Document passage:
The same may be said of our theologians. Their creeds have not come out of nothing, however much the spirit of them may have grown thick and muddy through crude understandings. The Christian Church, surely, can yet offer to mankind something better than the Eddy "Church Scientist"; and if it can, it is in no ultimate jeopardy from a few, or a few hundred, congregations of half-educated faddists.

For a student of history—not in its moments, but in its decades and centuries—it is easy to see that "Christian Science" has the reason of the fact and the spread of it, in its being a protest against the depressing materialism around it—a materialism which, though rationally decapitated by Kant, has shown marvelous activity, for a corpse, ever since the execution.

The medical profession, too, has partly, if indirectly, been responsible for Mrs. Eddy's crazy horse of "metaphysics," running away in the dark, and butting its own brains out. From Dr. Mesmer to Dr. Charcot, it took about a hundred and twenty years for "animal magnetism," under the softer names of "hypnotism" and "suggestion," to achieve full and final standing in the French Academy of Medicine; and the mental phenomena attending "mesmerism" have still but little "respectability" among "regular physicians." But, that curative agencies are not confined to drugs has long been settled in the public mind—such part of the public mind, at least, as permits itself any considerable reading and thinking.

Has the pulpit itself—orthodox and not so orthodox—contributed to the success of Eddy "Science"? We must say it has. The practise, among the sects, of twisting the Bible out of its straight, historical, natural significance, and fitting its texts to every sort of whim, folly, and malefaction—this general practise has at last culminated in Mrs. Eddy's Key to the Scriptures, with pretty nearly the dissolution of them in the abomination of interpretation.

Listed entries:
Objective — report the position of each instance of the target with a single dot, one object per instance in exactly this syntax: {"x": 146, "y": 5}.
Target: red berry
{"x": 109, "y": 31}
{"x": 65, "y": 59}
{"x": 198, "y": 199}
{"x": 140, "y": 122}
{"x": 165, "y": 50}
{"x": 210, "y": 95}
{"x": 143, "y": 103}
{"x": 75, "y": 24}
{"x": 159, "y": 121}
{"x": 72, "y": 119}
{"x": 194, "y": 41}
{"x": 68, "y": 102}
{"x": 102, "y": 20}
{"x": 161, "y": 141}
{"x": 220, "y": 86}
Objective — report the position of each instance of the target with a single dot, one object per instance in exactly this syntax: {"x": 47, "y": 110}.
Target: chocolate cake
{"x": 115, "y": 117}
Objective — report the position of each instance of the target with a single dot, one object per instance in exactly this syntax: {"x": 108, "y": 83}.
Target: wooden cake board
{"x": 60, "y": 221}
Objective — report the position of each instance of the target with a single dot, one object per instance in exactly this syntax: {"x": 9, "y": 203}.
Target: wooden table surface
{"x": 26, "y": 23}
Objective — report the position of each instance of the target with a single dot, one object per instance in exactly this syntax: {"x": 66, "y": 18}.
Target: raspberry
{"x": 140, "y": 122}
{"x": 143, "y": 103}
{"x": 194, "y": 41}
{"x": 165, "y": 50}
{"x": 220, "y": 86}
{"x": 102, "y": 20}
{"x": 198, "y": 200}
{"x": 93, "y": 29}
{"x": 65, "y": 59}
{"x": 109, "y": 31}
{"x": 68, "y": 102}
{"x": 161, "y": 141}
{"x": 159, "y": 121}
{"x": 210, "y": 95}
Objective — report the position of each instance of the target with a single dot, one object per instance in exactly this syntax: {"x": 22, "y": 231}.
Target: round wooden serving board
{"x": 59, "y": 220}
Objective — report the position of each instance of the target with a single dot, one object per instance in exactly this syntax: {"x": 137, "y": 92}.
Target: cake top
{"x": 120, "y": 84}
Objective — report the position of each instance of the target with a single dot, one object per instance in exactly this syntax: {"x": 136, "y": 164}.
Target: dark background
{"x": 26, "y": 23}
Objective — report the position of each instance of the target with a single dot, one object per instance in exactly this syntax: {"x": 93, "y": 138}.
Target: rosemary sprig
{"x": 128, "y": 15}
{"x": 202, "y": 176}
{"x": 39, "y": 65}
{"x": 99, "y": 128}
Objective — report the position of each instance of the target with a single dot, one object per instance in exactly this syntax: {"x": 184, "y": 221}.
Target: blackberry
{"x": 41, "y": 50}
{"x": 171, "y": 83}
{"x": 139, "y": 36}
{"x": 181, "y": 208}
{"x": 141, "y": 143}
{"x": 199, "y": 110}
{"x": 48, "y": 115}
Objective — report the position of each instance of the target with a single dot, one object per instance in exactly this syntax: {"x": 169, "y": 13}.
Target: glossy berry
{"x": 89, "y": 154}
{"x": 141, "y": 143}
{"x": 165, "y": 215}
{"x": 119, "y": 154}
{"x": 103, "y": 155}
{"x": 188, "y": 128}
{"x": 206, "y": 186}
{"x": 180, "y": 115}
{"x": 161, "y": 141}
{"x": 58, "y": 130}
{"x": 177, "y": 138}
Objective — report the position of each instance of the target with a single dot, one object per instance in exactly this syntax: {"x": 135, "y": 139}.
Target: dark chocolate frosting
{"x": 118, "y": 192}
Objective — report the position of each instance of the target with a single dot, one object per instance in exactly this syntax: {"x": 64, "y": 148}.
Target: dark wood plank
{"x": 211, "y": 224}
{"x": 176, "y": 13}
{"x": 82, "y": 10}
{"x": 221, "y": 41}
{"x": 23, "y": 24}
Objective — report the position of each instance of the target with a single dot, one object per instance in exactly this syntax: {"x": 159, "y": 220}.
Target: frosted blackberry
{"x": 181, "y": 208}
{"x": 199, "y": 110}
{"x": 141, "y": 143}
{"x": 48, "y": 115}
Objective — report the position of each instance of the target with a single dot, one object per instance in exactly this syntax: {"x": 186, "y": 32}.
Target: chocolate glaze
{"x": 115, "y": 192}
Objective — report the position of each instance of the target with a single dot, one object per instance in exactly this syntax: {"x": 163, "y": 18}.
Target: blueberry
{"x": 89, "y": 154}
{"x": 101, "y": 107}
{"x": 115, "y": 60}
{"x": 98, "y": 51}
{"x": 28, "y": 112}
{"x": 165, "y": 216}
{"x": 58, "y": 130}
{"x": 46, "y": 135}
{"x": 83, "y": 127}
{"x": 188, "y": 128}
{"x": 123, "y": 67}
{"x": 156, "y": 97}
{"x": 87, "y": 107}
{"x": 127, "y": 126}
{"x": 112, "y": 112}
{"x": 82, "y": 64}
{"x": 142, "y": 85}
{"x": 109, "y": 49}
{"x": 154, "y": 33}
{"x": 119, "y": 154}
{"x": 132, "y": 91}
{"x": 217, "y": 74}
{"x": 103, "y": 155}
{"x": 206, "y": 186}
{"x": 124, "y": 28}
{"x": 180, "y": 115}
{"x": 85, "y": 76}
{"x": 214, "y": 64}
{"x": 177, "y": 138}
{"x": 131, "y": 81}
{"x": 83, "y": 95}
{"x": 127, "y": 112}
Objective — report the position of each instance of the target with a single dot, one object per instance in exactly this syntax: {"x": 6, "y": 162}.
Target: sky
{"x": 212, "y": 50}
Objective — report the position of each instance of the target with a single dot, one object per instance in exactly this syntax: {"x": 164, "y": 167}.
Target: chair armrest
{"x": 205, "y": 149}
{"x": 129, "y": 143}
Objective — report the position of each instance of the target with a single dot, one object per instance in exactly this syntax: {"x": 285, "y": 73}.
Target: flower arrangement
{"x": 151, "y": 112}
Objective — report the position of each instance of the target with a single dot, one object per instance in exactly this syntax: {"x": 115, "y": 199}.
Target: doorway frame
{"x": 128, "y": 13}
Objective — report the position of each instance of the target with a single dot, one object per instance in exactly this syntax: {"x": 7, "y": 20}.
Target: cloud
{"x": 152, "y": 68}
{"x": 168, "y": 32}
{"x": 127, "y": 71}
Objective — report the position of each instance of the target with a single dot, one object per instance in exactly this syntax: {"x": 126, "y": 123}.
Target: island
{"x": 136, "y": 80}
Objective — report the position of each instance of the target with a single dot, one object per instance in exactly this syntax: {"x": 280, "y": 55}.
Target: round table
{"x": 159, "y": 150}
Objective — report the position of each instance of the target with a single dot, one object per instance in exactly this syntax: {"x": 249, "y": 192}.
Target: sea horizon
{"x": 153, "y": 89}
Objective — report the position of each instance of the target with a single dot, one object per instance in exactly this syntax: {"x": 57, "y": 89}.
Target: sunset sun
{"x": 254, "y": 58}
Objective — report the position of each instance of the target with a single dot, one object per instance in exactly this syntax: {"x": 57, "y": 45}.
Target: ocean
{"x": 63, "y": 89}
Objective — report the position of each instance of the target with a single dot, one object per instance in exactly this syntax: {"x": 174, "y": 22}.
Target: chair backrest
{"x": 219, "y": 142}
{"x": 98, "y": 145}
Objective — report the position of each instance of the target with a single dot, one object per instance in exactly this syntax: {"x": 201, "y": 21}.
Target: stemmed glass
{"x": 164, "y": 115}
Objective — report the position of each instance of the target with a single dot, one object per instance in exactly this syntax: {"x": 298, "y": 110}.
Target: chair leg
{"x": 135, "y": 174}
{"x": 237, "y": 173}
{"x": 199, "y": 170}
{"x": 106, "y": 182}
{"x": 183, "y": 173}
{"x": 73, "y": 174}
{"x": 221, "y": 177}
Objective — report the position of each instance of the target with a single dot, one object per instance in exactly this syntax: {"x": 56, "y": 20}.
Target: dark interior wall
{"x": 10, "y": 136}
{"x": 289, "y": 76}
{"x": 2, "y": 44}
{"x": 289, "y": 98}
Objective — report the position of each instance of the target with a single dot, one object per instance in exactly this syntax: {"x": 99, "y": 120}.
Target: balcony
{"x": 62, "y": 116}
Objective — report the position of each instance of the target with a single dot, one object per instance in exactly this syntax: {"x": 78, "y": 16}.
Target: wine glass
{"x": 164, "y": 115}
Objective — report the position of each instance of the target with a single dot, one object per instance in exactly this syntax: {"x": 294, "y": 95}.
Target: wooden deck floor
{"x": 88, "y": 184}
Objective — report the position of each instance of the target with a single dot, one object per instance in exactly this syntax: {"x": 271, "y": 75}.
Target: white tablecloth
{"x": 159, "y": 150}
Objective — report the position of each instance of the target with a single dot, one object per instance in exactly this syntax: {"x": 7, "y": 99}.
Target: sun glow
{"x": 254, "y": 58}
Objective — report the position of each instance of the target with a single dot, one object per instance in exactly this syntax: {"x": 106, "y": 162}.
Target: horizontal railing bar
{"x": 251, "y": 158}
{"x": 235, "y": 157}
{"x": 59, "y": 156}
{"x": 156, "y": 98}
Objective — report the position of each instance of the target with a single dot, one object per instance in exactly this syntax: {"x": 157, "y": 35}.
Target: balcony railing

Directions for this task: According to the passage on Christian Science, roughly how long did it take "animal magnetism" to gain full standing in the French Academy of Medicine? Rely solely on the passage on Christian Science.

Reply to the exercise: About a hundred and twenty years.